Copy every one of the following records word for word, reproducing each line without any change.

DATASET
------------------------------------------------------------

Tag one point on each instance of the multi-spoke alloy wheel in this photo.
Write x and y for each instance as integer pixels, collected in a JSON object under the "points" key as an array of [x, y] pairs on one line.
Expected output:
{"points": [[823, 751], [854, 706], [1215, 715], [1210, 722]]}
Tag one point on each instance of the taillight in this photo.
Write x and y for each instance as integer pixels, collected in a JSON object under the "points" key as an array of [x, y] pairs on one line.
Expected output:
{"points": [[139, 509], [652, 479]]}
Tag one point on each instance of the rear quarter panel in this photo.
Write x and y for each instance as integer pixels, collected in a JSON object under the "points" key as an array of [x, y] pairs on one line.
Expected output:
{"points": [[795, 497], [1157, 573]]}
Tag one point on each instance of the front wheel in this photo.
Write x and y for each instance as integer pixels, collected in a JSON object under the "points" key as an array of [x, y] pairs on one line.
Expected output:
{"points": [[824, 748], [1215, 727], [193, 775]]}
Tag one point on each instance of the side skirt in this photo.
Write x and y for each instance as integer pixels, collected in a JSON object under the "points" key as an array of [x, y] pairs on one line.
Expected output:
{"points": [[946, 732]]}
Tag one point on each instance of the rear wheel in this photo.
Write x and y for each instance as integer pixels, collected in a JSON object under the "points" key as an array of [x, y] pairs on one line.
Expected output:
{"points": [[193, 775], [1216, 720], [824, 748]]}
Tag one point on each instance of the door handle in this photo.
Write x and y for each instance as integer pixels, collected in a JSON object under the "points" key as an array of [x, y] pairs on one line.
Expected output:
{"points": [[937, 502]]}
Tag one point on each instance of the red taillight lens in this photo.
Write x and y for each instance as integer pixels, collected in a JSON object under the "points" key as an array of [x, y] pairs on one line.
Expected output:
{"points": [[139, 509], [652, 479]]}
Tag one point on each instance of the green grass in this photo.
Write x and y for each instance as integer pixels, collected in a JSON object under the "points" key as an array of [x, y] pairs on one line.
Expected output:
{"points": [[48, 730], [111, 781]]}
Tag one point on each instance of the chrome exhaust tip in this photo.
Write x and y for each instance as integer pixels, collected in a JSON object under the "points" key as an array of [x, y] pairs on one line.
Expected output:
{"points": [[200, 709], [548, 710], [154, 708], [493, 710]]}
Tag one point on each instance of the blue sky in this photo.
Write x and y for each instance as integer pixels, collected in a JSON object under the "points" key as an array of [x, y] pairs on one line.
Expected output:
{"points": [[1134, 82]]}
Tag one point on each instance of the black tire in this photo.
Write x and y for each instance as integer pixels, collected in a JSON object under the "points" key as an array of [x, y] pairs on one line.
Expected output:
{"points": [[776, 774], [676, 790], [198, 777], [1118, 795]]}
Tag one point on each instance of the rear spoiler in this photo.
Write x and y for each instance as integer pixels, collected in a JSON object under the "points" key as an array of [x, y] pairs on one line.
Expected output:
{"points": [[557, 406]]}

------------------------------------------------------------

WRITTEN REPLY
Tag one point on each instance of the multi-spoke alloy wheel in this photo.
Write x and y for each instance as integer pixels, collected in a JSON object under the "points" key as an array of [x, y] pairs on one line.
Expected output:
{"points": [[823, 751], [854, 706], [1215, 715], [1210, 722]]}
Tag one point on each instance of the taillight in this photo.
Write x and y for each instance as integer pixels, collected in a JSON object under the "points" key as an array of [x, y] pairs on one line.
Expected output:
{"points": [[139, 509], [652, 479]]}
Tag one point on each instance of the rear quarter panel in this photo.
Write x and y for each instance as integer pixels, collected in a JSON object under the "points" key as an array of [x, y] pairs on one line.
Expected output:
{"points": [[795, 497], [1157, 573]]}
Tag one point on each instance of the front wheel in this photo.
Write x and y for each instance as integer pixels, collected in a JSON object under the "points" key as an array of [x, y] pairs on one line.
Expected output:
{"points": [[824, 748], [1215, 727], [193, 775]]}
Tag one point on each instance of the side skirt in this photo.
Write x and y for each instance as integer pixels, collected in a JSON object under the "points" key as an array of [x, y] pairs on one line.
Expected output:
{"points": [[946, 732]]}
Tag one point on each instance of the rear wheel in this photo.
Write x and y for each instance as integer pixels, collected in a JSON object under the "points" key as an array of [x, y] pairs on one line.
Expected output:
{"points": [[193, 775], [1216, 720], [824, 748]]}
Tag one point on each instance of the door handle in this photo.
Write x and y for each instance as integer pixels, collected in a JSON object under the "points" key as an array of [x, y] pairs on one line.
Expected output:
{"points": [[937, 502]]}
Tag one point on each instance of the red taillight lens in this photo.
Write x and y for each instance as integer pixels, collected in a JSON object under the "points" key as an array of [x, y] pairs on one line.
Expected output:
{"points": [[139, 509], [652, 479]]}
Tag one point on each instance of the green grass in this photo.
Write x and y for each instance as integer pixels, collected in a JSON object under the "points" key as an array of [x, y] pairs on one line.
Expected output:
{"points": [[48, 730], [111, 781]]}
Tag one point on each instance of the chrome exhaust tip in this photo.
Write x and y for each instance as integer pixels, collected in a JSON object under the "points" key as an array of [x, y] pairs on one line.
Expected output:
{"points": [[200, 709], [548, 710], [154, 708], [493, 710]]}
Tag one point on each instance of the blue sky in this photo.
Write x and y for each instance as integer pixels, collected in a JSON object under the "points" key as an array of [x, y] pairs on one line.
Expected output:
{"points": [[1134, 82]]}
Tag one point on each instance of the black tire in this photo.
Write x and y for each instance as integer pixels, collected in a JSON object under the "points" key as an array of [x, y] pairs on one line.
Expected output:
{"points": [[776, 774], [676, 790], [198, 777], [1118, 795]]}
Tag one point on each instance of the rear spoiler in this photo.
Write x and y for each instance as integer pixels, collected in a JSON object under the "points" key as an array of [x, y] pairs on one line.
Expected output:
{"points": [[557, 406]]}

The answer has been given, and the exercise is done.